TEXTO PARA LEER:
No puedo recordar mi vida antes del mar. Como no puedo recordar cuando aprendí a nadar, seguro fue empujada desde un muelle de madera frente a la avenida Newball. Habrá sido un primo o una prima que pacientemente esperó a que tocara fondo y viera luego la superficie para alcanzarla, este no era un acto de crueldad, en mi casa donde el mar es la religión, ese era un bautizo.
Aprendimos todos de los bichos del mar y sus nombres coloquiales, a fuerza de ser picados, mordidos, de pescarlos, de pisarlos, de comerlos; practicamos las disciplinas apnéicas al nadar bajo los barcos como pruebas de resistencia autoimpuestas, y desarrollamos esa dura planta de pie que tiene los niños que caminan sobre corales. Nuestro patio era un jardín de barcos de diferentes tamaños, algunos puestos boca-abajo esperando turno para ser útiles, crecimos con un nombre que nos daba esperanza, la promesa más linda que me han hecho: “Mañanita”.
Yo no soy la más marinera de todos, y si seguimos el ejemplo de la religión que profesamos los Abrahams nacidos en el Caribe, apenas alcanzo a ser una fiel bautizada; otros en cambio hacen del mar su casa, su territorio, su destino, su hábitat. Ellos son obispos y tienen para sí leyendas de las que se sienten orgullosos. Son capitanes, han visto tiburones y los tiburones también han mostrado respeto, ellos son mucho más mar que muchos mares.
El 19 de noviembre del 2012, la mitad de nuestro mundo se acabó. El llanto que se lloraba impotente era el de un hijo arrancado de los brazos de su madre, no habíamos hecho el inventario de todo aquello que se nos iba, pero la sensación inmunda de duelo y desarraigo no partía el alma.
No es la primera vez que nos fraccionaban. Desde siempre las capitales de estos dos países insensatos se han venido rifando la felicidad de sus pueblos, de la gente que se miraba como familias entre lo que ellos habían querido llamar Nicaragua y Colombia, quebraron lo que en algún momento fue una única nación Misquita: la misma que acogió europeos, africanos y asiáticos, para hacer la sopa maravillosa con sabor a nuevo mundo que es el Caribe occidental.
De tratado en tratado, las dos urbes inmersas en los juegos de poder, se sortearon los destinos de los sin nombre, poniendo como en Berlín de la post guerra, un muro que dividía familias, esta vez hechas en el mar. “No importa, es un pedacito, ya lo olvidarán...”
¿Quién había en La Haya al que le importara el dolor de una niña de pies duros por andar en coral? Las noticias me mostraban el grito ahogado, doloroso y sublime de María Saleme, otra niña que a megáfono limpio reclamaba la atención de los entogados magistrados de una corte lejana. María era la primera de la que ellos sabían, habitaban esos bancos que imaginaban como tierras desérticas.

TAREA ASIGNADA A: Según el texto sobre el mar, ¿por qué ser empujada desde el muelle de madera no era un acto de crueldad? Responde en una a tres oraciones.
TAREA ASIGNADA B: Prolonga el texto sobre el mar a partir de su última oración.

[Registros del conjunto de datos de anotación de puntos]

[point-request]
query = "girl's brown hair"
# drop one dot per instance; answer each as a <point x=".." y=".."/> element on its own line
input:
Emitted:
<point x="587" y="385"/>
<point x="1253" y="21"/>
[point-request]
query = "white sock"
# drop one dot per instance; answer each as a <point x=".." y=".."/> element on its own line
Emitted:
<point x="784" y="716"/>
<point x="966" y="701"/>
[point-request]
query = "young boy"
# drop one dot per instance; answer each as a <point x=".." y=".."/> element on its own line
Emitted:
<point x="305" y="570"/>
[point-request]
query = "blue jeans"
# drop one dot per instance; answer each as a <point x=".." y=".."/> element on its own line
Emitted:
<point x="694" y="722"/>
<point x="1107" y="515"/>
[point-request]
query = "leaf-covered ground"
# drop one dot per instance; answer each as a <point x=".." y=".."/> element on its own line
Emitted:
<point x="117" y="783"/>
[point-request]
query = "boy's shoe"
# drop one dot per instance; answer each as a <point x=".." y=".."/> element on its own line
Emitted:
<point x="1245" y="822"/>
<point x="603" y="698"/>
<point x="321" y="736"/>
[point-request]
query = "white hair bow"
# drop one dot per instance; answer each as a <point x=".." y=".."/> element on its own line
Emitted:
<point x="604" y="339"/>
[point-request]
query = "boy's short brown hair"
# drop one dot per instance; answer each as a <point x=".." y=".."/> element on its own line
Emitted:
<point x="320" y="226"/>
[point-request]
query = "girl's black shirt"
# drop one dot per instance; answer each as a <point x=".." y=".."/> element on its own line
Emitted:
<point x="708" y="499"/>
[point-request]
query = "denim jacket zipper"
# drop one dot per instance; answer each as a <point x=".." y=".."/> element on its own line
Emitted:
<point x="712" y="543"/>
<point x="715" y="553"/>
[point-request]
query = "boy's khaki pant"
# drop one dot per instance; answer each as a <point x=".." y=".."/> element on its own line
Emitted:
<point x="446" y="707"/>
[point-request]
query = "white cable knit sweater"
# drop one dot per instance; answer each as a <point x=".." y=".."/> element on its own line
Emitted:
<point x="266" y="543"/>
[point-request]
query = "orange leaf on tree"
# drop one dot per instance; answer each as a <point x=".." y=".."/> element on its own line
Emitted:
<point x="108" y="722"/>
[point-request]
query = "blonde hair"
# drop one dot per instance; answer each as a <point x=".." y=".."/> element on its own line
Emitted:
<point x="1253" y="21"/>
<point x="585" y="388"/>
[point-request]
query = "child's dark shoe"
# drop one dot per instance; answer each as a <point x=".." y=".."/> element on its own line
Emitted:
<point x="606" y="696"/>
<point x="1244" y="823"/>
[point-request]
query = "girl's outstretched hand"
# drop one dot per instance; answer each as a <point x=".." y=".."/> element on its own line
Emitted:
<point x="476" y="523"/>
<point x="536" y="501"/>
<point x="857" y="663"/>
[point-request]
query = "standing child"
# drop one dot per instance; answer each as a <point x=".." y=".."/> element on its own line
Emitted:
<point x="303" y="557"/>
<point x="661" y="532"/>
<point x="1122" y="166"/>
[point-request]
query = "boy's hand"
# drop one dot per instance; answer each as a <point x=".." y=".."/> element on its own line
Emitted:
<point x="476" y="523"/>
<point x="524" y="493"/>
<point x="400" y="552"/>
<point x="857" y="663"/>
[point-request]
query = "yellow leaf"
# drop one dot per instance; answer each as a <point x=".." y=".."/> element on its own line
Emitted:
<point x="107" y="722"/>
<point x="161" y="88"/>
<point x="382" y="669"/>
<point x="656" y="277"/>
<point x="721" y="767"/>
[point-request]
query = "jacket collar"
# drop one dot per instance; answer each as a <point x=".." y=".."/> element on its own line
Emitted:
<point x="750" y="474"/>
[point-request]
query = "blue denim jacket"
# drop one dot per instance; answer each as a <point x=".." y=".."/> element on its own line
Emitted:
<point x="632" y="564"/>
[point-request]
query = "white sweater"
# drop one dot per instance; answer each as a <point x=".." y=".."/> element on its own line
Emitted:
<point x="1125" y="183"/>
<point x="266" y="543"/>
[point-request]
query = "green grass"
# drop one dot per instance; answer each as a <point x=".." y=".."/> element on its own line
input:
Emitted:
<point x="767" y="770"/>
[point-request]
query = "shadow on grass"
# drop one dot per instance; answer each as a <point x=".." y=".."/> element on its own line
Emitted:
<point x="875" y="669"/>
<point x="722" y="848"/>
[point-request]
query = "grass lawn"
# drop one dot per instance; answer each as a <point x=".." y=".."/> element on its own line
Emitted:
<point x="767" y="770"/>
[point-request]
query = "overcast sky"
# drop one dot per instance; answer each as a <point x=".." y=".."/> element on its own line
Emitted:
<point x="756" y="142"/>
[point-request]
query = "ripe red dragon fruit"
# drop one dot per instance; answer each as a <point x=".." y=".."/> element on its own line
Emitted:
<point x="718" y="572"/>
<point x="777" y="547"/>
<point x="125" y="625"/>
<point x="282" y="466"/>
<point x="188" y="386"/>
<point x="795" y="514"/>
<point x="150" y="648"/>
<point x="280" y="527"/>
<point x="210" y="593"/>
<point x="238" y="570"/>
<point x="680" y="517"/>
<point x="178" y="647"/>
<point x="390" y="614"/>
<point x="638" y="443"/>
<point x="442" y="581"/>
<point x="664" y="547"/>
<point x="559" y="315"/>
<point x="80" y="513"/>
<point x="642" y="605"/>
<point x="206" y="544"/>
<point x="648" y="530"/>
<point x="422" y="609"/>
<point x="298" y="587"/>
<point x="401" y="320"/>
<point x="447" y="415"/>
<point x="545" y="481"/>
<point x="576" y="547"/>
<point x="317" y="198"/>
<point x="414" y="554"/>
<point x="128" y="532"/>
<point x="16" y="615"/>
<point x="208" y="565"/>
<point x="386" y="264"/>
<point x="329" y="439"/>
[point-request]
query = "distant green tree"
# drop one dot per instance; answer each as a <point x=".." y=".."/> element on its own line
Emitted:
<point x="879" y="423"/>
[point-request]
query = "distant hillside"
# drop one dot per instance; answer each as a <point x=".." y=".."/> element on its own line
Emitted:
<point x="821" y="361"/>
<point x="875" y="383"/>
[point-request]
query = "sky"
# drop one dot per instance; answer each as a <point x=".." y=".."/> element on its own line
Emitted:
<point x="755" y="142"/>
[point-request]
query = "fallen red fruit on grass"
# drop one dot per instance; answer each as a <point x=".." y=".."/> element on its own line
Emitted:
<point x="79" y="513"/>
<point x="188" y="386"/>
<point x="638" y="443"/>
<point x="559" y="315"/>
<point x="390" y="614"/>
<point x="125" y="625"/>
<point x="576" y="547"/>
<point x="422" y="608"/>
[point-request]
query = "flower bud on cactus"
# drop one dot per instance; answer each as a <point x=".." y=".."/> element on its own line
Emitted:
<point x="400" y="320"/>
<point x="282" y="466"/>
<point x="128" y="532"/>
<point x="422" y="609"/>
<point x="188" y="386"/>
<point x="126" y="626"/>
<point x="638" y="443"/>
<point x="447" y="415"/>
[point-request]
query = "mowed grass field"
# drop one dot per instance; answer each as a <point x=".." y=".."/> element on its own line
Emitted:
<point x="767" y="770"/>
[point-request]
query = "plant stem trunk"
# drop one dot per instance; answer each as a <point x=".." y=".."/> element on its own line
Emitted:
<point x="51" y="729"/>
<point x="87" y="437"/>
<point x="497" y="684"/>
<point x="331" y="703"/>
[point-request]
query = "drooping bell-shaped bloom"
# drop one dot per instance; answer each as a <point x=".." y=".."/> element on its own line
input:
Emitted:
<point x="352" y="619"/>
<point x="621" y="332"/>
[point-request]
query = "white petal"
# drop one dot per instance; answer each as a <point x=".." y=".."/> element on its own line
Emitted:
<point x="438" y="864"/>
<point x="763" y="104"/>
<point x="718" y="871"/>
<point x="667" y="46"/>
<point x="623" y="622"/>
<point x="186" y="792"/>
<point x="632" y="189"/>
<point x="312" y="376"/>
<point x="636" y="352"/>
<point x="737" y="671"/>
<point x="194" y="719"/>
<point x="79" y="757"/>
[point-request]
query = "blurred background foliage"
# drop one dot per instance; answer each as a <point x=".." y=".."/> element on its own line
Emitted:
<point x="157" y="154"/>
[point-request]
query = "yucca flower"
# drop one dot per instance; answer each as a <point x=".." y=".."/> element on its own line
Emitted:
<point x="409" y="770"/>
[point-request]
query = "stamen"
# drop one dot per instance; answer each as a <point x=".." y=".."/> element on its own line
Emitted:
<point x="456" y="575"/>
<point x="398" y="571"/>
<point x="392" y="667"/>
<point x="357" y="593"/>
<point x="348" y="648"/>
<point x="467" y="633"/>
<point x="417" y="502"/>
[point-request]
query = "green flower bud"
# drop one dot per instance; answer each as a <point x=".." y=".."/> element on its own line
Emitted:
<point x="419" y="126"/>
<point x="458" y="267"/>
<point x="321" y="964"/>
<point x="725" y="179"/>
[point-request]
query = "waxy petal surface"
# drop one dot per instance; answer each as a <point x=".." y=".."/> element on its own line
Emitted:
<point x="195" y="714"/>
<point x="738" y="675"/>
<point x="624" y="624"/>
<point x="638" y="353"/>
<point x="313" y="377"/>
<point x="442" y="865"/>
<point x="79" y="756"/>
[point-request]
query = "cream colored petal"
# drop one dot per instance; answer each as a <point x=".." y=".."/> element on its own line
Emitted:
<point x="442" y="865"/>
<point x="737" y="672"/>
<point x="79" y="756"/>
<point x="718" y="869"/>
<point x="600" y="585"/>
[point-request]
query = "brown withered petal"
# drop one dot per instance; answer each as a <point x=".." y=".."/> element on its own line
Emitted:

RESPUESTA A: No era un acto de crueldad porque, en esa casa, el mar es la religión, y por eso aquel empujón era un bautizo. Además, el primo o la prima esperaba pacientemente a que tocara fondo y viera la superficie para alcanzarla.

RESPUESTA B:
Más tarde llegaron los subsidios, caramelos gigantes, lastimeras limosnas para callar las voces. Muchas gracias. Era fácil para unos decir que no, pero siempre hay alguien con hambre, física o espiritual, siempre hay una falta que llena otro, una ‘teta mala’ como la que cita Melanie Klein, que ahoga el llanto del niño en surtimientos.
Cada año fue más lejano. Como cuando uno se acostumbra a la muerte, y empieza a recordar sin dolor, a vivir sin apegos. Dejamos de marchar, hace calor, nadie nos oye, nadie entiende, somos un punto tras la letra C de Caribe en el mapamundi, y ellos son tan grandes: son tan China y su canal interoceánico, son tan Estados Unidos y su explotación petrolera, son tan Rusia y sus bases en el Caribe, que se volvió una pelea inútil.
Después de los dulces llego el amargor. Nos dividimos. “Que, si voy yo a pelear en Holanda, mejor que vaya yo que también me sé la canción, vamos todos que somos amigos, que no vaya ninguno porque no queremos”. Nos separamos. Del hambre se pasó a la codicia, y la codicia se alimentó con montos más gruesos, con promesas más gordas, la abundancia en los recursos nos hizo más corruptos, nos sumió en los cráteres en los que se han convertido nuestras calles. Así pasamos de vivir en el Caribe a vivir en la luna.
Del raudal de recursos no se ve mucho. Y ahora estamos sin mar y sin plata, sin salud, sin educación, sin plan.
Se armó un equipo que principalmente grita: “miren que aquí hay gente, gente de mar que no es lo mismo”. Ellos han aceptado una contrademanda: nos dicen que entienden el pescador artesanal que no consideraron antes. Pero… ¿qué vamos a hacer con esos que inscribieron como artesanales y apenas saben que es un Nylon, los que cobraron los subsidios y no saben nadar?
Todo esto es, sin embargo, una oportunidad para derrumbar los muros, para crear alianzas, para evaluar las malas decisiones, para cantar nuevas canciones. Nuevos paradigmas, naciones antiguas renacidas del dolor.
Cinco años después me siento frente a mi mar, lo miro lejos, ese horizonte que aprendí a amar a través de los binoculares de mi abuelo, el mar que conecta con el mundo y no me excluye de él, del que tengo miedo que nos haya perdido el respeto, le pregunto ¿que sigue para nosotros?, jamones en un sándwich de pequeñas y grandes potencias; el mar también me mira y me renueva la promesa que me hacía de niña: ‘Mañanita’.